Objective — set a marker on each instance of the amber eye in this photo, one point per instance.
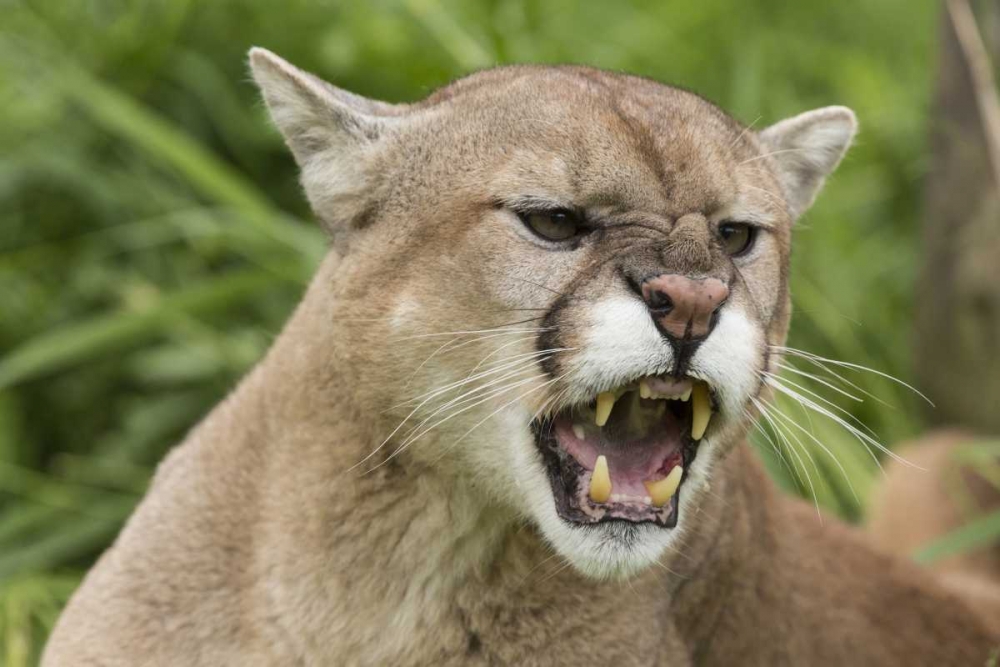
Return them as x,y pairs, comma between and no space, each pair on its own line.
559,225
737,237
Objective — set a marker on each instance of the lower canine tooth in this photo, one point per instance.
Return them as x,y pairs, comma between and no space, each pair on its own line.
600,481
661,491
605,402
701,410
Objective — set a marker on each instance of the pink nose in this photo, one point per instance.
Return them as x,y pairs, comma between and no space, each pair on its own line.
684,307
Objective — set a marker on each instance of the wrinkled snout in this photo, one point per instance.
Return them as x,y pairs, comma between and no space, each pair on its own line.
684,307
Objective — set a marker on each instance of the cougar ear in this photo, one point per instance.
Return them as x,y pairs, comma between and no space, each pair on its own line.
332,134
806,149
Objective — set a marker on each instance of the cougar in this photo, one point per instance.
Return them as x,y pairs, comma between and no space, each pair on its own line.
507,424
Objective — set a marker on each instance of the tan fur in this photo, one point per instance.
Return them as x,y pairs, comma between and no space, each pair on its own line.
263,542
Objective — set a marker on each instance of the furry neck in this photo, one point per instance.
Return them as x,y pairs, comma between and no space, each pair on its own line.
404,547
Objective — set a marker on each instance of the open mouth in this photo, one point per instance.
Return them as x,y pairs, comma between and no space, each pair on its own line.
623,456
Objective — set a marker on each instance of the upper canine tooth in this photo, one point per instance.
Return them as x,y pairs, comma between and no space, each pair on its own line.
600,481
661,491
605,402
701,410
644,388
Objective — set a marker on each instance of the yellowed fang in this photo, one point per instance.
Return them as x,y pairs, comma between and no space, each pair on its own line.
600,481
605,402
701,410
661,491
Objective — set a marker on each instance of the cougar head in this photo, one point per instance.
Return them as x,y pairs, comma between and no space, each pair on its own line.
558,285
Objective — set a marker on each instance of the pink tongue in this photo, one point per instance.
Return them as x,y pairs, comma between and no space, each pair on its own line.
630,463
668,386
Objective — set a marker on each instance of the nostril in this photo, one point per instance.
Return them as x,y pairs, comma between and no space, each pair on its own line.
660,301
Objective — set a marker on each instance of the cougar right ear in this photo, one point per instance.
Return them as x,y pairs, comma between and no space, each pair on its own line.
332,134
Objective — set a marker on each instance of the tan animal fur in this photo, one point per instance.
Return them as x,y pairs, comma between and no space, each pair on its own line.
263,541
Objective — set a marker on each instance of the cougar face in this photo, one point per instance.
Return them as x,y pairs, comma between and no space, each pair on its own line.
557,287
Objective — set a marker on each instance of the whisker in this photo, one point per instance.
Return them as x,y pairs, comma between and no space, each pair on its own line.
497,411
857,367
781,435
833,405
767,436
858,434
500,330
822,381
413,438
792,422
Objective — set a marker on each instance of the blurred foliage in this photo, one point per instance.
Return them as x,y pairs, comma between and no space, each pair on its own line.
153,237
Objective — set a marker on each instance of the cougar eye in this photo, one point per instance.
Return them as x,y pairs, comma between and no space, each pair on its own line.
737,237
559,225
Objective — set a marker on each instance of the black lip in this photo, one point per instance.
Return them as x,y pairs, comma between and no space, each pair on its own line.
564,476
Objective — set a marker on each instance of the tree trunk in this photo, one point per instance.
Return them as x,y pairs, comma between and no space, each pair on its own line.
958,304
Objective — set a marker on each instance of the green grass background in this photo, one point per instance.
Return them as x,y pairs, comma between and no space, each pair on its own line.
153,237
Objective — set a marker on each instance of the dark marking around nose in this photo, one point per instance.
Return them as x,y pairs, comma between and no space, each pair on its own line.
683,307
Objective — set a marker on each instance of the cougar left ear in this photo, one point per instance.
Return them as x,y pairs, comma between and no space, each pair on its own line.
332,133
806,148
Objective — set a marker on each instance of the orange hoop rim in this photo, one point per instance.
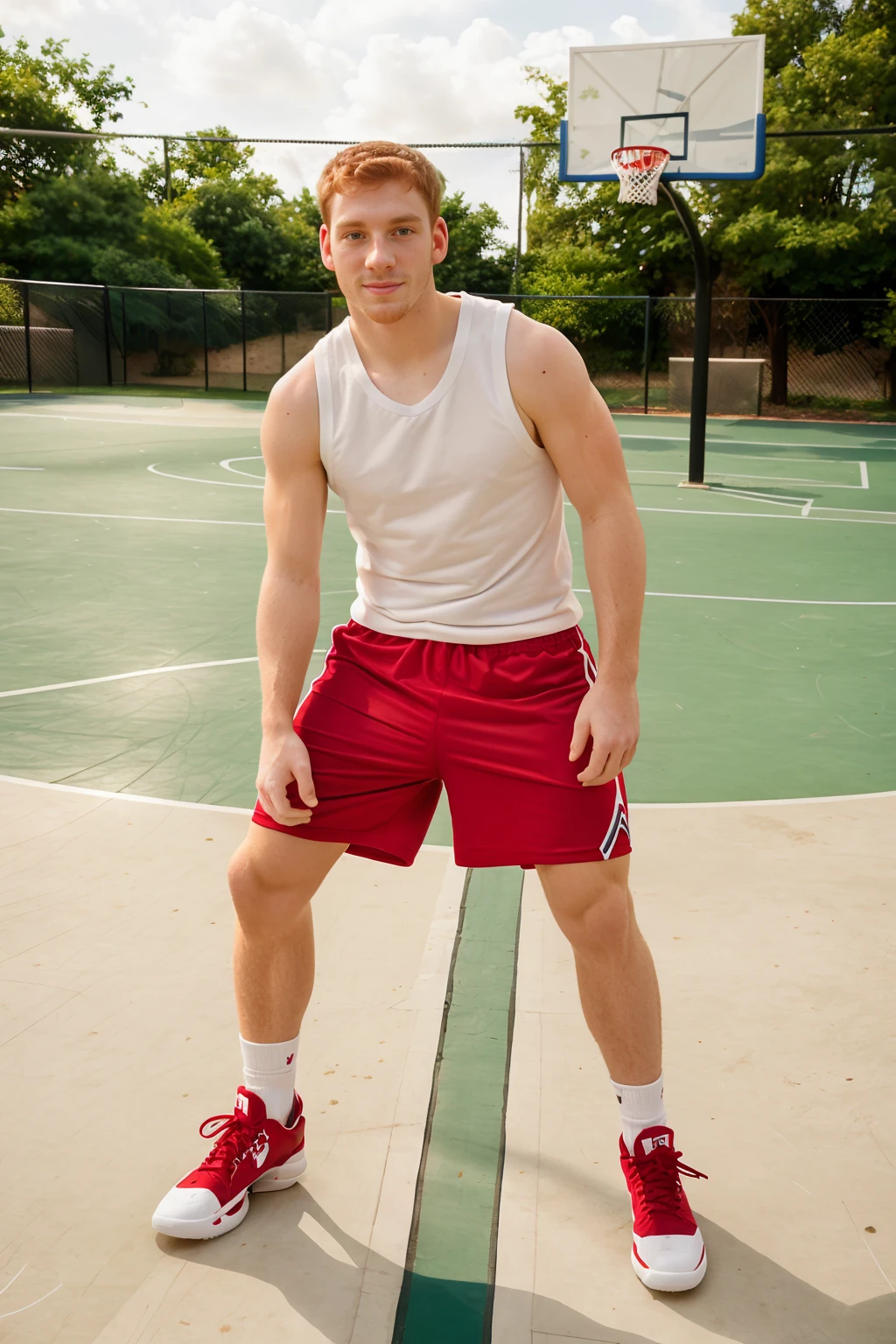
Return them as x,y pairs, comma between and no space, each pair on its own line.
644,159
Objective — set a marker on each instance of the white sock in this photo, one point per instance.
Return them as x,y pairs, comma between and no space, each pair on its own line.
269,1070
641,1108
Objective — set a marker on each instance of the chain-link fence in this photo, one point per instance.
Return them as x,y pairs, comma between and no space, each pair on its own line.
826,354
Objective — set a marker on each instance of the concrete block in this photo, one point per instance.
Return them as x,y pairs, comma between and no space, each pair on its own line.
735,386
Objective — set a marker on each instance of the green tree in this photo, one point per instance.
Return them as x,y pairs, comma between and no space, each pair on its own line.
95,226
477,258
52,90
195,162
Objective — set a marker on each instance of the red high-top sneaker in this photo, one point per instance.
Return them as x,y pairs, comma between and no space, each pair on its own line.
668,1253
253,1152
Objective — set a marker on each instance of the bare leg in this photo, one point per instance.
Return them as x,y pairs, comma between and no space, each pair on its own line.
617,982
273,878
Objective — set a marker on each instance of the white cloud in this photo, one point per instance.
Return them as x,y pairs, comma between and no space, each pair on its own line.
434,89
32,14
339,20
248,52
629,30
551,50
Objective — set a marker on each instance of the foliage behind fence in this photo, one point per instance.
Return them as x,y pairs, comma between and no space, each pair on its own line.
822,354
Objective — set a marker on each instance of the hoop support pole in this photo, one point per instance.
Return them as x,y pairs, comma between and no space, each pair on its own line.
702,326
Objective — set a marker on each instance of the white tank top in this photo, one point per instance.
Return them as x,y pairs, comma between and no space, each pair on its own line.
457,514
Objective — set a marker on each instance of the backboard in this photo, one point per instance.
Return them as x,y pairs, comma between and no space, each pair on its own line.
699,100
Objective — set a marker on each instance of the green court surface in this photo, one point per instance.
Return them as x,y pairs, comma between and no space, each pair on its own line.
133,543
461,1130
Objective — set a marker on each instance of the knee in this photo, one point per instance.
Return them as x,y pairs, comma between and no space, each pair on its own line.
263,903
599,922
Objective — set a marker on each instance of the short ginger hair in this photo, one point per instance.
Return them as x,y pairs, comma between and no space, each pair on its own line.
376,162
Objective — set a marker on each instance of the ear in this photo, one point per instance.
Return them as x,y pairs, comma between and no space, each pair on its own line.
439,241
326,256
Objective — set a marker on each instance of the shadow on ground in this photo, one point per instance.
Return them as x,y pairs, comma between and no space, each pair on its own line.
318,1269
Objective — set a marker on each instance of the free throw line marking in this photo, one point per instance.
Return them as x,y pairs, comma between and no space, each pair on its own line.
246,812
125,676
143,797
790,601
132,518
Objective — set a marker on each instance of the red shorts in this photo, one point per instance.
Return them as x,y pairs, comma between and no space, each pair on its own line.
388,721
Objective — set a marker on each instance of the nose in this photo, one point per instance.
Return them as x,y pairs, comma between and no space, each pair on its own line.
381,256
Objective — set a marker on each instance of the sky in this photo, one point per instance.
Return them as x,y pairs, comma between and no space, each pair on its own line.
413,70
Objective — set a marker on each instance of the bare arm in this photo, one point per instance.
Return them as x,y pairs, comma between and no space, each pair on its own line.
289,599
569,416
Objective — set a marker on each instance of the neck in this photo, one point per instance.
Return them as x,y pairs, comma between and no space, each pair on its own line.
418,335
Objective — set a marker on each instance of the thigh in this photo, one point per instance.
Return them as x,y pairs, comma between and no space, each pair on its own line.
506,760
368,727
271,862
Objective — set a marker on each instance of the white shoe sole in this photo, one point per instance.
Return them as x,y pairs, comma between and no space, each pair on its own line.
233,1214
662,1281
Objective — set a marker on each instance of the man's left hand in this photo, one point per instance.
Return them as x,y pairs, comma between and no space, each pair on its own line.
609,715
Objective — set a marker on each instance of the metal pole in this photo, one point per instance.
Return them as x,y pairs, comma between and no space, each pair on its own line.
702,326
107,323
206,339
124,339
647,356
242,313
519,223
164,145
25,308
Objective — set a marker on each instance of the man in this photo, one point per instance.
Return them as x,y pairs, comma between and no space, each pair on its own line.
449,425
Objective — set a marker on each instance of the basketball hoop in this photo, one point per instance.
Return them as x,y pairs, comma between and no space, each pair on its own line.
640,168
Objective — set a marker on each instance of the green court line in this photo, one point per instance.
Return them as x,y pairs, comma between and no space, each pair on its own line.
449,1276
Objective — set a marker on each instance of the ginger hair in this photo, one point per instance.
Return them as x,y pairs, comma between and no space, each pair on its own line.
376,162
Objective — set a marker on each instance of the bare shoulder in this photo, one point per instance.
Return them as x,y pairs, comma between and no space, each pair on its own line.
543,365
290,426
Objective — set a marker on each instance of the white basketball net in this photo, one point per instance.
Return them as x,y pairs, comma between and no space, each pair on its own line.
640,168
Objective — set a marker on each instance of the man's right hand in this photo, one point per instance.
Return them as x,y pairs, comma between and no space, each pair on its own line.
284,759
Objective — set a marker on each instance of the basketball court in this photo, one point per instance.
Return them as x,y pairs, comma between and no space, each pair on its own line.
464,1180
763,816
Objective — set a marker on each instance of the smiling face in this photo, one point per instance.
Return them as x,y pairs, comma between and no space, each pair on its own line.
383,246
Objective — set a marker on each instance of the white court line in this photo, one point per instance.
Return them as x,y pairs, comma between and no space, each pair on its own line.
747,476
202,480
124,676
137,518
254,458
758,443
785,500
758,802
112,420
790,601
158,802
238,486
248,812
783,518
780,518
143,518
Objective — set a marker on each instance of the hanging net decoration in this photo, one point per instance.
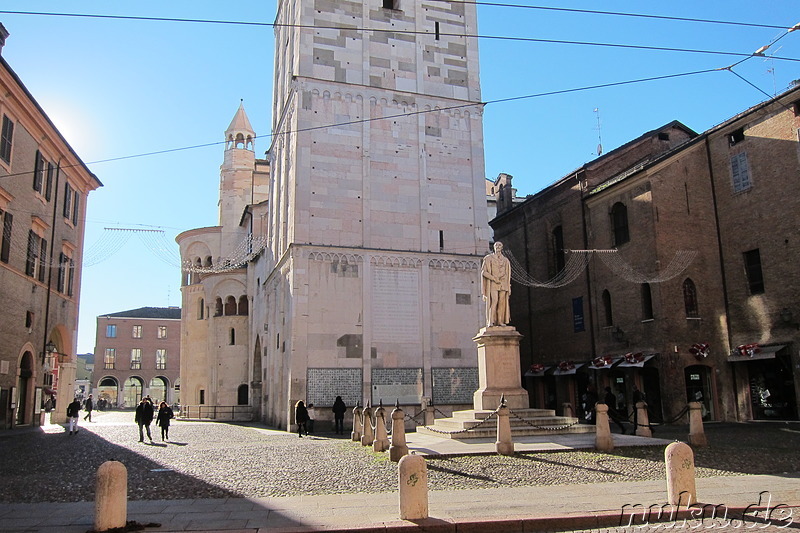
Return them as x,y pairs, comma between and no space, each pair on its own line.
578,260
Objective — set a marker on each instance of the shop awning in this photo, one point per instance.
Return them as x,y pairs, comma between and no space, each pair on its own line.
764,352
637,363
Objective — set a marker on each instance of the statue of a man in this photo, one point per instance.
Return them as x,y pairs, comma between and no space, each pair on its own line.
496,286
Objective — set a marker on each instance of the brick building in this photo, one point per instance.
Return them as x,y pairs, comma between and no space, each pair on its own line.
44,187
685,330
138,353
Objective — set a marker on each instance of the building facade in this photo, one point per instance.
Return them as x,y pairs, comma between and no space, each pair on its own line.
680,308
138,353
44,187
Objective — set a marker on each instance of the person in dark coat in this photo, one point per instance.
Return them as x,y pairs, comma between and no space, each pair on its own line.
165,414
301,417
339,409
144,417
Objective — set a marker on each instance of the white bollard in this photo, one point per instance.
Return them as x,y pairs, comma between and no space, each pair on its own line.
368,434
504,444
381,442
399,448
697,435
642,420
602,439
355,436
679,460
111,496
413,474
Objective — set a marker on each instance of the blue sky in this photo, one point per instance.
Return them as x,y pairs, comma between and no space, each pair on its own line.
118,88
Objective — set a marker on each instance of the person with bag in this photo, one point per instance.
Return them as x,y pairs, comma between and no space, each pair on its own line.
165,414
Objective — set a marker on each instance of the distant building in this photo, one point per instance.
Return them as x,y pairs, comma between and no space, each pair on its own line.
44,187
138,353
720,327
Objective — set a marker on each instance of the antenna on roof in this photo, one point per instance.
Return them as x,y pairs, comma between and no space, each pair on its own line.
599,138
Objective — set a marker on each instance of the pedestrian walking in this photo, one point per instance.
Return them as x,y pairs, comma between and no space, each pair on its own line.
73,410
312,414
144,417
88,405
301,417
339,409
165,414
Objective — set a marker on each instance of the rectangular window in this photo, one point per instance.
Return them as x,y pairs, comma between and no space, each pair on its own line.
6,139
109,359
5,246
161,359
752,267
740,173
136,358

-.-.-

■ Task directions ■
Reproduce, word for word, the lines of the listing from the one containing "bag in this photo, one point per instance." through the end of the listing, inclusive.

■ Reply ■
Objective — set a marker on each instance of the person with bag in this photo, one point per instance.
Return them as x,y pairs, comma between and no space, each pair on its own line.
165,414
Objective — set a marker on each instance of the distant building in this photo, one point per instance.
Return them as x,y pairs, comma between and no space, each pair on its own line.
44,187
138,353
720,327
Objective — set a marker on each instance of the antenna on roof in this photo, one point per instance.
Return them as x,y pairs, comma between and no space, each pair on its own line.
599,138
Objective — set a marker on each instance of the pedestrian walking in this photo, one point per instance.
Return them as x,y pairs, comma between and no space, each pair on its own line.
73,410
312,414
144,417
88,405
301,417
339,409
165,414
Objective — set a marker on each instance of the rectangular window in this photo, one point per instance.
Return them as x,y pairs, comma between and no space, each pair on its own line.
6,139
109,359
5,246
161,359
752,267
740,173
136,358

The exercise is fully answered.